━━ Source data ━━

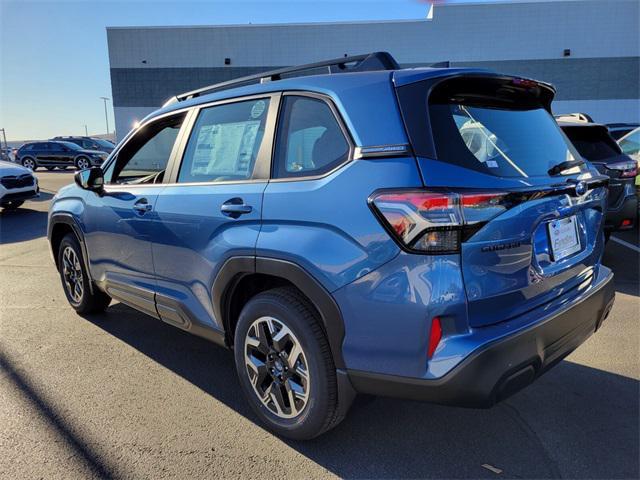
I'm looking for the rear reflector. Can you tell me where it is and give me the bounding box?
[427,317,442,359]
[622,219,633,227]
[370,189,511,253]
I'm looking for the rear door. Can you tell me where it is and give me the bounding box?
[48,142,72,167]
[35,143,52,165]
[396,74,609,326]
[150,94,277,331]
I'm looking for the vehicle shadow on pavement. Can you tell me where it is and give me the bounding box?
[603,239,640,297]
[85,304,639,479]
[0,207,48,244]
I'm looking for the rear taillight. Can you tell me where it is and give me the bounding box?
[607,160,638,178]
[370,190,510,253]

━━━
━━ Source data ━━

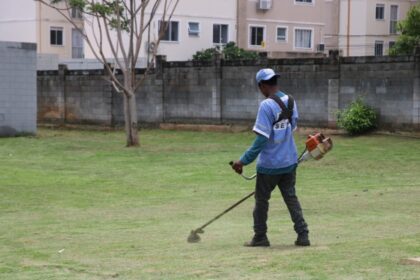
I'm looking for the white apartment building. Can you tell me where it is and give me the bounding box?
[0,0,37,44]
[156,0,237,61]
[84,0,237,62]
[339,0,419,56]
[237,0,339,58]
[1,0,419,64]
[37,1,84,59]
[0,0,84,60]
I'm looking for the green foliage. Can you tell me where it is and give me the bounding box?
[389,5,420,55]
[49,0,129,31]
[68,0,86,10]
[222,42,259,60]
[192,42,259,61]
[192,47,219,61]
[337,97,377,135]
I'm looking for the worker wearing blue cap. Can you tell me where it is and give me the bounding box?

━━━

Look above for the line that contains "I'm looking for the green". Starting there, transcribe every line exactly until you have copied the line that contains "I'm looking for the worker".

Result for this task
I'm looking for the green foliage. Can you tell me where it is and give me the bounding box?
[389,5,420,55]
[49,0,129,31]
[68,0,86,10]
[222,42,259,60]
[192,42,259,61]
[192,47,219,61]
[337,97,377,135]
I'm looking for the worker wearing blue cap. Can you tell me where it is and give me the bounding box?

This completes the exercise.